Gabriel Boric’s election, seen in this context, is a huge moment for Latin America and the world. It’s the first time the will of a nation’s people has decided to hold a vote on which economic system they want. The rest of the world gets no choice, whether it’s American ”capitalist” or Chinese ”communist” neoliberalism you get, it always seems to end up being run by billionaires. We don’t want to be too optimistic here, but it’s important to acknowledge historical firsts here. Neoliberalism has killed at least as many people as the 20th Century totalitarian ideologies by this point. This was a reminder that the people can make their voice heard after all, and truly-democratic civilian government has a fighting chance.


Line of people waiting to get rapid COVID test and for results after testing at a EZ TEST NY kiosk on Broadway outside of the Fulton Center in Manhattan.

Omicron! Everyone’s freaking out because they are starting to feel some symptoms and might have been exposed to someone who got it. Okay, first of all, remember we are in flu/COVID season. As we’ve written before, plenty of evidence suggests lockdowns and travel bans are not effective, and not the answer to any of this. If you got it, you’ll be fine, just do your quarantine. If you didn’t get it, congratulations! You are theoretically free to live a normal life, except - ah sorry - your government has been pushed (collaborated with?) by dishonest media reporting designed to spark panic and a sort of mass hypochondria, into imposing a lockdown or banning travel. Why? Because clicks, that’s why.

Saved entries
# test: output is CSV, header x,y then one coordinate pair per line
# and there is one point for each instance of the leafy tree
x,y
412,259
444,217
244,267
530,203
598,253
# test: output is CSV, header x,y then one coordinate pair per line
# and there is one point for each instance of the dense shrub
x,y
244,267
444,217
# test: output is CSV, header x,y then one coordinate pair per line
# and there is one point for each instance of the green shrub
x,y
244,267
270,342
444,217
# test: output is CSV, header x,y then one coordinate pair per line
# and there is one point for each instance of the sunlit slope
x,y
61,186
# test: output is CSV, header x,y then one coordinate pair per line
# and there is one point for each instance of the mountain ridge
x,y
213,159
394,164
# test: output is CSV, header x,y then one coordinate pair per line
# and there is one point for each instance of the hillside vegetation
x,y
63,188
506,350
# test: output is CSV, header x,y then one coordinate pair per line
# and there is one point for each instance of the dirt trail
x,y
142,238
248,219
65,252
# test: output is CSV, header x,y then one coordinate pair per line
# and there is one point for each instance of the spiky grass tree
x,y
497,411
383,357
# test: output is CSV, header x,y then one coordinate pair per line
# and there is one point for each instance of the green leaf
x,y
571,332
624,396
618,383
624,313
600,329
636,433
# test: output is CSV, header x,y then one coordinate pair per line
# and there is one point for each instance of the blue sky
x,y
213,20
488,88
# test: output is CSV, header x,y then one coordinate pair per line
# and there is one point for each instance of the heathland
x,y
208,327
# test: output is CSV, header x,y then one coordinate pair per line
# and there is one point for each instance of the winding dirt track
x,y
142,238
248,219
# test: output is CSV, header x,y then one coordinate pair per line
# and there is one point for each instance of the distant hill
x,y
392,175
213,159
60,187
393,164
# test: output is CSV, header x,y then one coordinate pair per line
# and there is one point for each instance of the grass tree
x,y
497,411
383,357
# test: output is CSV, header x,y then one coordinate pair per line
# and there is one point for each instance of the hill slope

### Activities
a) In the Boric and Omicron commentary, where was the EZ TEST NY kiosk located?
b) Write a continuation of the Boric and Omicron commentary, starting after its last sentence.
These lines have no connection to the Boric and Omicron commentary.

### Task answers
a) It was on Broadway outside of the Fulton Center in Manhattan.

b)
Here’s an example, from the storied New York Times:

Ok, so this headline hits most people’s notification centers with just the large title, which is intentionally worded to make you think, if you got the vaccine, that you are totally screwed and you’re totally gonna catch it and - uh, most likely get a mild fever and lose your sense of smell. There’s no reason for other people to be banned from travel, which again is a Constitutional as well as a human right, just because our global interconnected system makes virus transmission easy. That's like buying a horse and carriage because your car’s engine blew a spark plug.

It gets worse when you Google, for example, “do lockdowns work” and you get results like this from the National Institutes of Health. A peer-reviewed epidemiological study that finds the following results:

In New Zealand, France, Spain, Germany, the Netherlands, Italy, and the UK, early-onset stay-at-home orders and restrictions followed by gradual deconfinement allowed rapid reduction in SARS-CoV-2-infected individuals (t1/2β ≤ 14 days) with R0 ≤ 1.5 and rapid recovery (t1/2γ ≤ 18 days). By contrast, in Sweden (no lockdown) and the USA (heterogeneous state-dependent lockdown followed by abrupt deconfinement scenarios), a prolonged plateau of SARS-CoV-2-infected individuals (terminal t1/2β of 23 and 40 days, respectively) with elevated R0 (4.9 and 4.4, respectively) and non-ending recovery (terminal t1/2γ of 112 and 179 days, respectively) was observed.

This suggests the answer is “yes, lockdowns do work”. The problem then becomes clear, as with the NYT article headline: conflating “preventing infection” (a futile goal at this point) and “preventing serious illness/death” (a very important goal that vaccines still do well). Lockdowns “work” to prevent infection, which means the only timeframe when a lockdown ever had a chance of being effective was in the first two weeks of the first detected case. Without a time machine, nobody has any business suggesting a lockdown. We’re on like the 3rd or 4th wave of a variant. Preventing infection should only be on your mind to the extent that you practice normal measures like washing your hands and wearing masks.

Let’s just everyone chill out. Seriously.

From myself and The Desk staff, we hope you and your family have a wonderful holiday season.